[Passage provided]
==*==

As for George Sand and Chopin: I was intrigued by a long letter she wrote to a friend of Chopin in which she outlined all the reasons why she should not allow herself to fall in love with him; and during which she argued herself into the affair. It’s a wonderful piece of head vs heart in which the heart wins.–and you can tell that the result will be messy. I wanted to try and catch the ‘under-voices’ I heard in both Sand’s and Chopin’s letters–as if beneath the surface something much more elemental was going on.
Q: In Poetics, Aristotle comments on the difference between history and poetry: “The true difference is that one relates what has happened, the other what may happen. Poetry, therefore, is a more philsophical and a higher thing than history: for poetry tends to express the universal, history the particular?” Do you think Aristotle’s statement is still true? How do you create poetry out of history?
Poetry’s highest aim is to express the universal, and of course, this is attained through expression of the particular–which I think answers the question! On thinking over Aristotle’s statement, I wonder if he was talking in any way about prescience–a quality that poetry often has? Might this be because poets often work from dreams or other aspects of their sub and un conscious? Poets, musicians, painters all pick up things from the air, at times–this is easy to see retrospectively, and I find, sometimes, that a poem will anticipate an important personal experience. Sometimes I think that all art is a preparation. I don’t pretend to know for what; but the elements of beauty, and of musicality are important to me.
Poetry is created out of history or character through an empathic connection: you enter into it and bring it alive.
Q: Dead people figure frequently in your poems. They seem very much alive, sublime, joyful and… Do you see life and death as a continuum? Or your dead characters simply represent eternity of life?
The Alchemy of Happiness was written during a particular period of grief and it is certainly full of the dead. They do feel, to me, to be present and have things to say. I don’t at all mean that I see ghosts or anything like that: but my experience of loving someone when they die has surprised me: there is so much joy and interest there. Again, I don’t at all pretend to offer an interpretation–that’s not something I would want to do in poetry: the poems are really quite simple: they attempt to offer in a concrete way and as accurately as they can, particular experience. At the least, I suppose, they’re a map of my mind. It sometimes amazes me that people don’t ask more questions about what I write!
Canadian Poetry
Q: How would you describe the dominant type of mainstream Canadian poetry? How does it fare in the context of world poetry?
Is there a dominant mainstream type of Canadian poetry? I see such variety I wouldn’t know what to suggest as ‘mainstream.’ A change, certainly, is from landscape based work to urban-based; although I think a more interesting change is from regional to global. Of course (!) poetry is global; but Canadian poets seem more integrated into a world view than they once were–I’m thinking of the nationalistic phase when poets had to push hard to be published in Canada at all.
Instead of ‘types’ of poetry I think there are more ‘voices’: Anne Carson is very different from Karen Solie who is different from Margaret Atwood who is nothing like PK Page (although I recently read an article that suggested she had been influenced by PK’s imagery in her early work.) We seem to have worked through a period of ‘competency’–probably the result of workshops–that nearly killed poetry. Readers always, eventually, find real poetry.
Q: While West coast environment figures prominently in many BC poets, your poetry seems to go beyond such environment. How does geography influence, if it does, poetic imagination? comment?

==*==

[Given information]
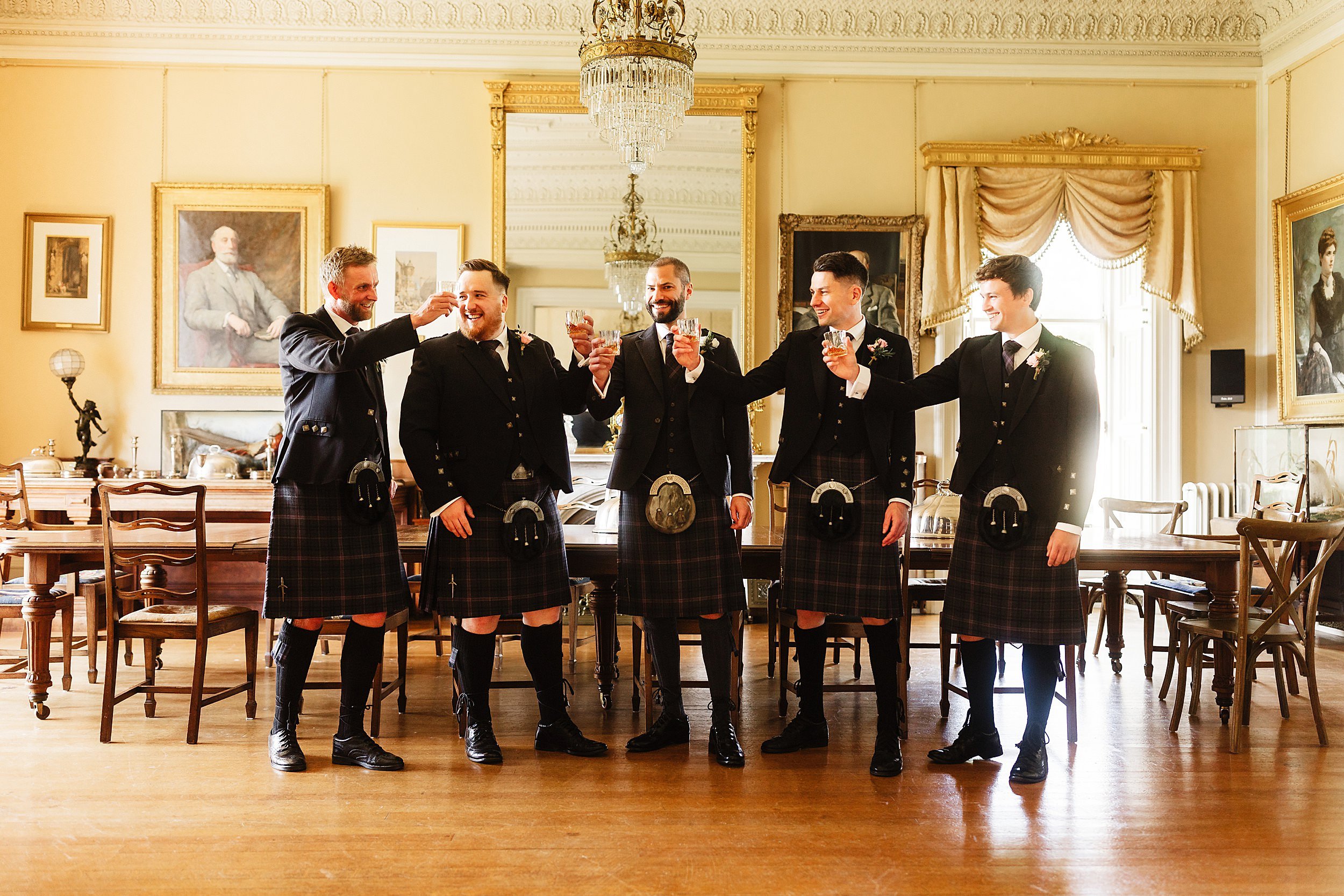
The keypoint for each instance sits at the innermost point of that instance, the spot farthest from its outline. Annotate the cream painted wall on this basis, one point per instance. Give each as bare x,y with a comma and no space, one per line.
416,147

==*==

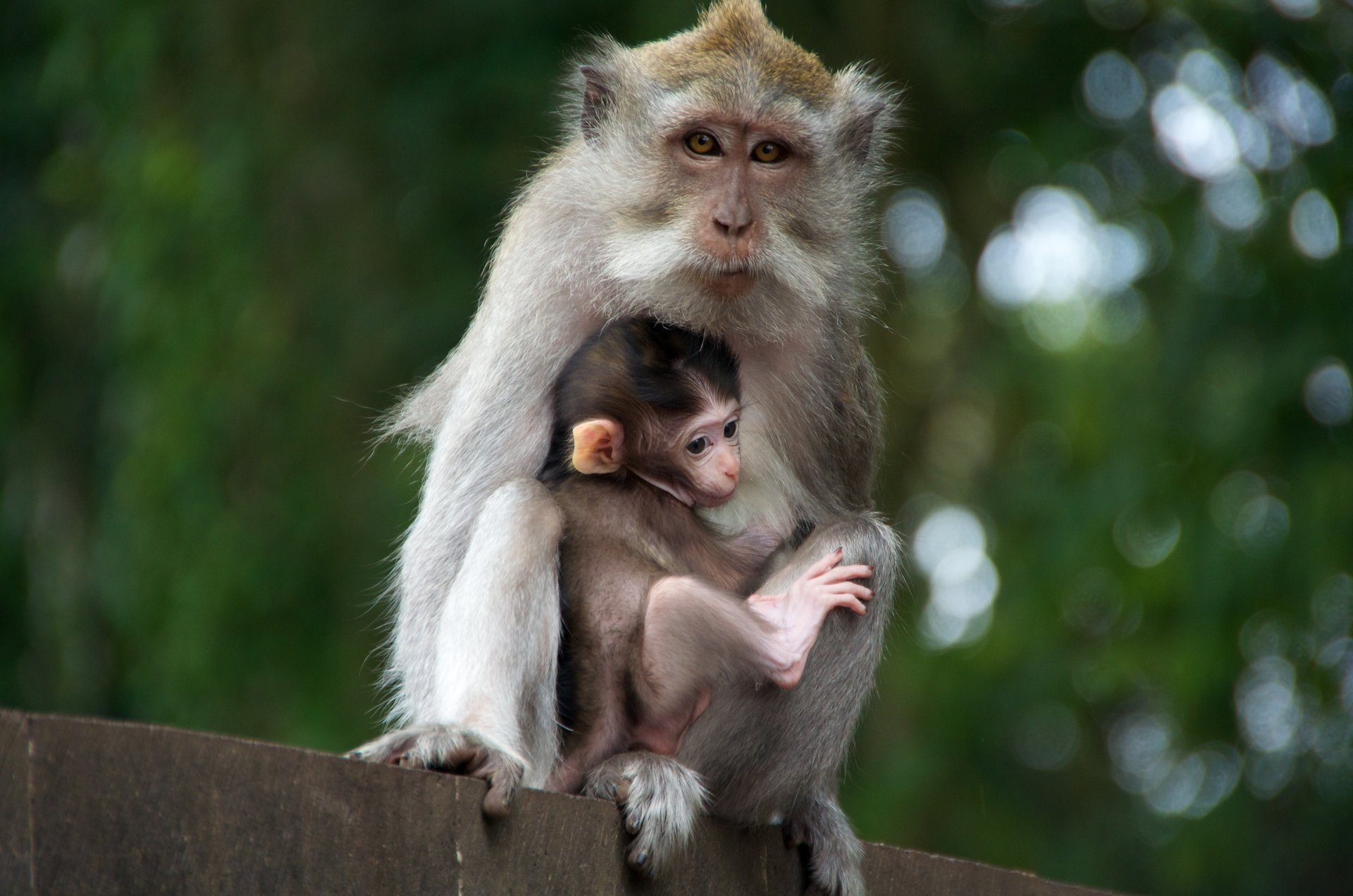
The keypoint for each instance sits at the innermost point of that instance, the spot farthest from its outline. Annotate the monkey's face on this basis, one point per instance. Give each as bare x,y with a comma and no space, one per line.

==*==

[Required work]
From the interview, list every poet named as an example of the different voices in Canadian poetry.

[Final answer]
Anne Carson, Karen Solie, Margaret Atwood, PK Page